● **Extrait choisi**:
━━━━━━━━━━
« Beaucoup d’humiliations font un peu d’humilité ». Combien de fois avons-nous entendu cette phrase ? On l’attribue à sainte Bernadette Soubirous. Et certaines paroles de la « petite » Thérèse, pourtant ennemie jurée de tout jansénisme, semble aller dans le même sens [1]. Doit-on pour autant la recevoir sans réserve ? Les réactions de certains chrétiens fervents m’en font douter. Je n’en retiens qu’une, emblématique : « L’humiliation suscite en moi de la colère. Elle ne peut donc pas nourrir en moi la vertu d’humilité. Elle suscite plutôt mon sens de la justice ». Pour y voir clair, distinguons trois sens. Humilier peut se conjuguer selon les trois voix : actif (humilier) ; passif (être humilité) ; pronominal (s’humilier) [2].
Humilier quelqu’un, jamais ! L’éducation, l’apprentissage, le management, l’amitié, l’amour, etc. fondés sur l’humiliation produit des esclaves ou des révoltés, ou plutôt, des esclaves qui, tôt ou tard, se transforment en révoltés. Jésus, qui tance pourtant si fermement et si vertement les pharisiens – « sépulcres blanchis » (Mt 23,27) n’est pas vraiment un compliment ! –, veille toujours à le faire en général et à ne jamais les dénoncer nominativement. Certaines civilisations ont même fait de l’honneur leur vertu centrale et du précepte « ne pas perdre la face » ou « ne pas faire perdre la face » leur norme cardinale : non sans excès, mais non sans une profonde raison.
Être humilié conduit-il à l’humilité ? Par soi, non ! Car l’humiliation que l’on nous fait subir est d’abord et avant tout une violence qui doit susciter en nous la résistance. Plus, il serait inquiétant que la vexation ne soit pas interprétée comme une injustice et donc qu’elle n’éveille pas en nous la colère dont parlait la réaction ci-dessus relevée. Jésus lui-même, pendant sa Passion, a repris le garde qui le soufflette pour attester l’inqualifiable injure commise à l’égard de l’Innocent. Et s’il invite à consentir à la gifle, c’est seulement comme témoignage rendu à la patience dont saint Paul nous dit qu’elle est l’acte par excellence de la charité : « L’amour est longanime » (1 Co 3,4). Donc, être humilié, par accident, oui et de manière totalement libre, si c’est en pardonnant à son bourreau et en s’unissant à la kénose du Christ qui a consenti par amour à se substituer au pécheur (cf. Ph 2,6 s ; 2 Co 5,21 ; etc.).
━━━━━━━━━━
● **Données**:
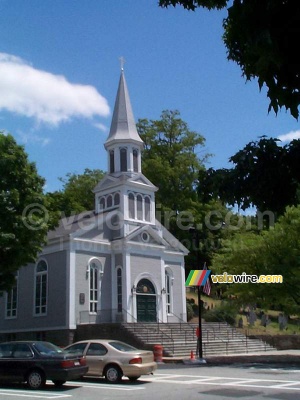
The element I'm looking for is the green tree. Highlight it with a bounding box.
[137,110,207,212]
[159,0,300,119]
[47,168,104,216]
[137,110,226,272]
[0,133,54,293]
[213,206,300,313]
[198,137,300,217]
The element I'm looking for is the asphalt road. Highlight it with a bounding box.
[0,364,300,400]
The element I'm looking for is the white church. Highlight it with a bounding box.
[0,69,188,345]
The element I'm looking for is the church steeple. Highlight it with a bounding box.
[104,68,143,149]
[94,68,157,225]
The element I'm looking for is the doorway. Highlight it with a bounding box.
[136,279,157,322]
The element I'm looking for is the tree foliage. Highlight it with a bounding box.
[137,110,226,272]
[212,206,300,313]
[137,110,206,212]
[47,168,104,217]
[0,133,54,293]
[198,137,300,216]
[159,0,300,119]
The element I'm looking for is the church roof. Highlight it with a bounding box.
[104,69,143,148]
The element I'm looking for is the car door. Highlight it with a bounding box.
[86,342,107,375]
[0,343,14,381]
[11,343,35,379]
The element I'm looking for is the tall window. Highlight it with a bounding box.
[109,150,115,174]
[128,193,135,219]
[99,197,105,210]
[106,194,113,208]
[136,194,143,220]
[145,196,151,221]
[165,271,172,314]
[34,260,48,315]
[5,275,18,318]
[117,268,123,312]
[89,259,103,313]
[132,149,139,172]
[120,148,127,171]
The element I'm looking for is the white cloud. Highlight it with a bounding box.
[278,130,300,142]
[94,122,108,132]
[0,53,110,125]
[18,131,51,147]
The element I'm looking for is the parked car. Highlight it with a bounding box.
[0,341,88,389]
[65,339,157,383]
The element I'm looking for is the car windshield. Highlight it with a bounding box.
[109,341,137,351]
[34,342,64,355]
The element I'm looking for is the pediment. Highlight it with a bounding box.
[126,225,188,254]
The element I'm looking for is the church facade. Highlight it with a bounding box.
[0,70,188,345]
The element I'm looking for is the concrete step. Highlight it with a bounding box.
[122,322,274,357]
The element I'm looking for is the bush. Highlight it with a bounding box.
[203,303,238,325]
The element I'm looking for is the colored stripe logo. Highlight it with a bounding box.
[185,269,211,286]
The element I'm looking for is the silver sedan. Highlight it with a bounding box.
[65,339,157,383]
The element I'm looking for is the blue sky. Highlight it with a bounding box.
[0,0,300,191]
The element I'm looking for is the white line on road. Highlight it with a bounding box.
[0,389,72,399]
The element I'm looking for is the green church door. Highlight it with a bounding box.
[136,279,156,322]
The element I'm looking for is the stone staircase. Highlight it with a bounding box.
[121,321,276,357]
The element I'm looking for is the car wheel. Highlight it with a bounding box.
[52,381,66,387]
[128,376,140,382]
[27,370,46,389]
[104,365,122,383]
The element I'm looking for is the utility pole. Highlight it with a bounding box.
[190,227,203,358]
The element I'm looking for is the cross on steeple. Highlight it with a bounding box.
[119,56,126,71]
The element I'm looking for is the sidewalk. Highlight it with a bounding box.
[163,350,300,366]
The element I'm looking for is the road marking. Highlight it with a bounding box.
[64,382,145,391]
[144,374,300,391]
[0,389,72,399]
━━━━━━━━━━
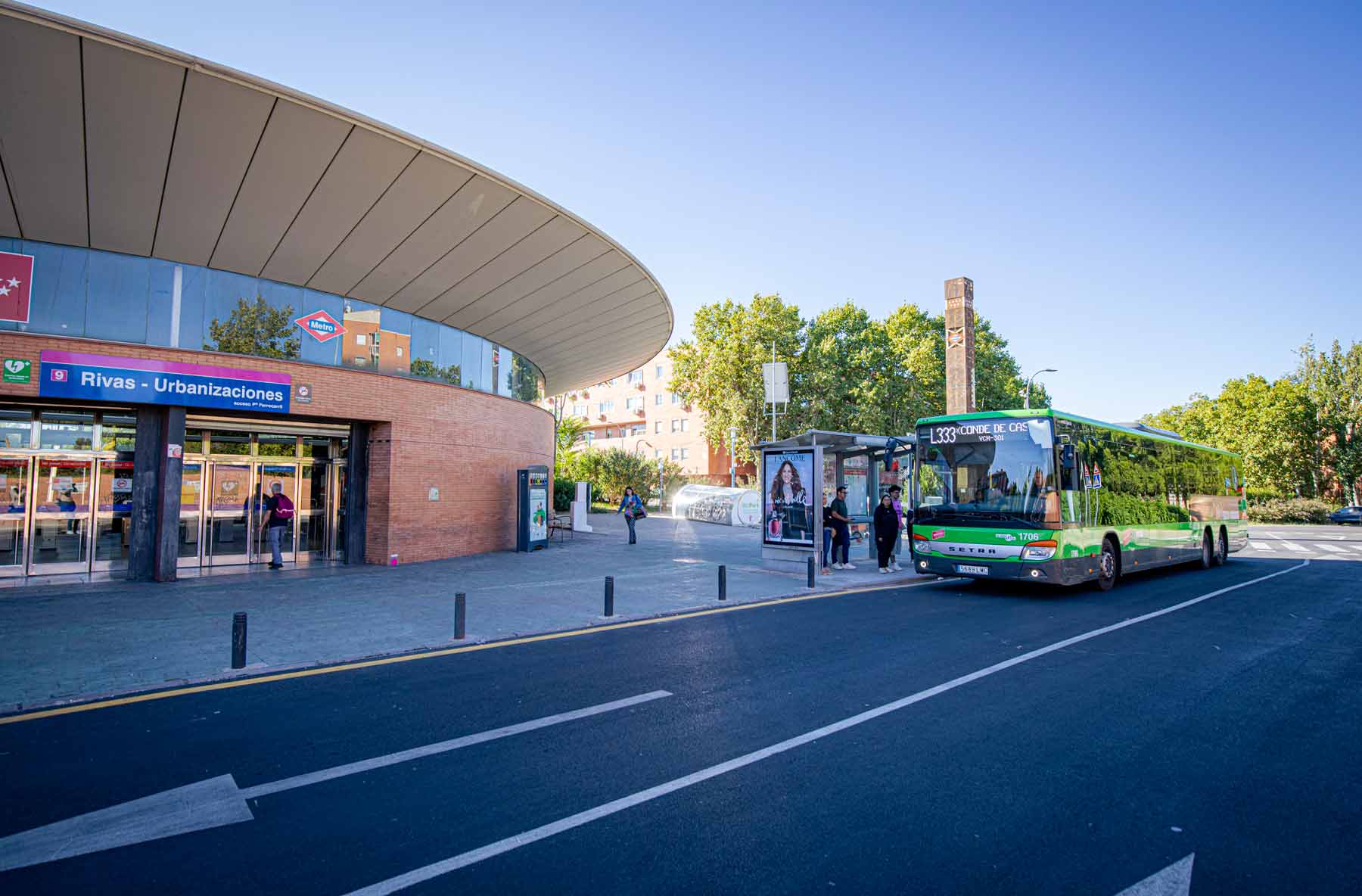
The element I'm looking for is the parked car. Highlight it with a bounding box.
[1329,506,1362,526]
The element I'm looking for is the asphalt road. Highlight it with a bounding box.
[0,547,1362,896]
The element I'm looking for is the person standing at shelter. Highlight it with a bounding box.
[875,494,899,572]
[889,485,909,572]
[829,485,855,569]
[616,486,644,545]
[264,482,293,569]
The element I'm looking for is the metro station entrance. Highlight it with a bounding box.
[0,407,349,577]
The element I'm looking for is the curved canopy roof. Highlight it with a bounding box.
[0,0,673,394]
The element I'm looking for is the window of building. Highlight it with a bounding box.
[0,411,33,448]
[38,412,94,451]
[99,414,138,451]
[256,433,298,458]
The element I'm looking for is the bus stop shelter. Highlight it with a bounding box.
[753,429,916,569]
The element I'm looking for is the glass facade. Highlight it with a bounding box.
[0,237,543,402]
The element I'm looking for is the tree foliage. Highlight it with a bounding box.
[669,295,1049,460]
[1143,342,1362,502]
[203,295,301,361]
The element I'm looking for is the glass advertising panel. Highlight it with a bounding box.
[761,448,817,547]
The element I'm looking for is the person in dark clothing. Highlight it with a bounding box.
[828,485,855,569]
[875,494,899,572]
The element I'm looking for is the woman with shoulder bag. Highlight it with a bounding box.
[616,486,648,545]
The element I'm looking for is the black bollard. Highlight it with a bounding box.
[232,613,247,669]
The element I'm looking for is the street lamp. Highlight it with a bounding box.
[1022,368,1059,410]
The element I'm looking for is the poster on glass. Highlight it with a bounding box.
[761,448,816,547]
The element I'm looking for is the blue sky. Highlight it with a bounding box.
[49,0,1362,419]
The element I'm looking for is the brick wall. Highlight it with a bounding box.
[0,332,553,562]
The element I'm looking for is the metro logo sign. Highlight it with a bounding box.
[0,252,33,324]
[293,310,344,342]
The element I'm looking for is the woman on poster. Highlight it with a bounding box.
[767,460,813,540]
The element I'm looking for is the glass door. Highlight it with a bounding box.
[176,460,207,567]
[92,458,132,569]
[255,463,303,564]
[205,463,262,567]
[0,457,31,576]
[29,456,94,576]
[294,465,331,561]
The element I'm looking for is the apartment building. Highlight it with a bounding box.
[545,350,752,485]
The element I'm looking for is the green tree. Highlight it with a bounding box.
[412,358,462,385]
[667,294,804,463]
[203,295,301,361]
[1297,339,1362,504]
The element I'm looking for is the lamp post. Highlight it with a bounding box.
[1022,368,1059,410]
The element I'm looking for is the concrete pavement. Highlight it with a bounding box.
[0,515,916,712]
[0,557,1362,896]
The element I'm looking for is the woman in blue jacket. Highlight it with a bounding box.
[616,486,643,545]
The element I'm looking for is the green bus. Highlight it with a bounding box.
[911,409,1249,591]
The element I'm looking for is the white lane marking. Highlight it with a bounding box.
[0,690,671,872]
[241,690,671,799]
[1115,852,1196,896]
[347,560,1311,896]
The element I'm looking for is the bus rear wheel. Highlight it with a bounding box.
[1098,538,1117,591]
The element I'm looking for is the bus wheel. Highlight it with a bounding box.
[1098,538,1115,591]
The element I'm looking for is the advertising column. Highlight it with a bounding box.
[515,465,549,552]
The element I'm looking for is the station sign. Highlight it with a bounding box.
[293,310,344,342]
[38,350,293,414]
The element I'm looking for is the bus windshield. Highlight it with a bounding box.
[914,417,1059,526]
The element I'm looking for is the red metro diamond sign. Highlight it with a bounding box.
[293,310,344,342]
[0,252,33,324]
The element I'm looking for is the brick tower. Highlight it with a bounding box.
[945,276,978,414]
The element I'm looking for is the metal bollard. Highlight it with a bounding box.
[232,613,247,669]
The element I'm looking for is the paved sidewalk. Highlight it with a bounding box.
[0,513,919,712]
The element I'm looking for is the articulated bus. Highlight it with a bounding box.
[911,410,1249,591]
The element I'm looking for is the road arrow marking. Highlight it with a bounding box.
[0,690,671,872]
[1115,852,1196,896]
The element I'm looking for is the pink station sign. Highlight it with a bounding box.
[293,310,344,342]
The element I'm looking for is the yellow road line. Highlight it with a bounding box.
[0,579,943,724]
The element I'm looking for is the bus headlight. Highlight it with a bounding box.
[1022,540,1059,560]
━━━━━━━━━━
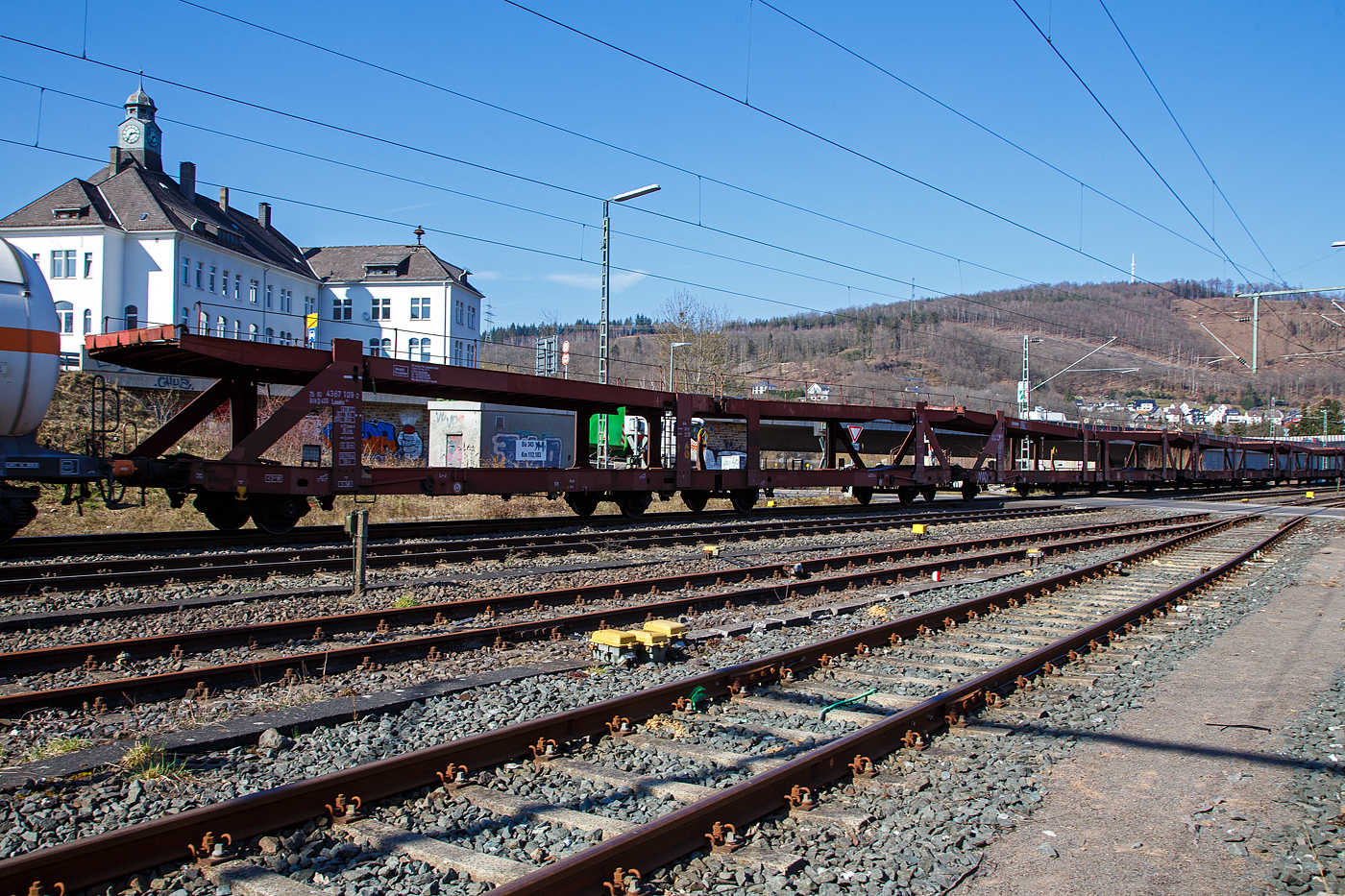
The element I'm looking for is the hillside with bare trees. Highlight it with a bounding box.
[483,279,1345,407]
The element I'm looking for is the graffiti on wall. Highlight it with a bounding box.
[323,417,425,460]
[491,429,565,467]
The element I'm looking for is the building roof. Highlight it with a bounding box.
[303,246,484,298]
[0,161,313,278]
━━━━━━━━━━
● **Consigne écrite**: Résumez en deux phrases le texte sur l'humiliation et l'humilité.

● **Réponse attendue**: Le texte met en doute l'idée que beaucoup d'humiliations produisent un peu d'humilité et distingue, pour y voir clair, trois voix du verbe humilier : active, passive et pronominale. Il affirme qu'il ne faut jamais humilier quelqu'un et qu'être humilié ne mène pas par soi à l'humilité, car l'humiliation est une violence qui doit susciter la résistance ; on ne peut y consentir librement qu'en pardonnant à son bourreau et en s'unissant à la kénose du Christ.